§ **Directions**: Write out every line of the data below, requests included, and shift each outline point in the answers by adding 70 to both of its coordinates.

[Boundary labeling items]
—————

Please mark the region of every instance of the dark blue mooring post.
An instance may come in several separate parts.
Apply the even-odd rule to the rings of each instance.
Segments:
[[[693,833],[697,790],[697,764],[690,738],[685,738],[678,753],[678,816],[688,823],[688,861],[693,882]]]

—————

§ **Output for this exercise**:
Please mark the region of every instance of the dark blue mooring post.
An instance may come in several separate parts.
Apply the even-odd rule to the rings of each instance.
Segments:
[[[763,903],[767,860],[767,834],[760,808],[755,808],[748,823],[748,886],[758,893],[758,931],[763,952]]]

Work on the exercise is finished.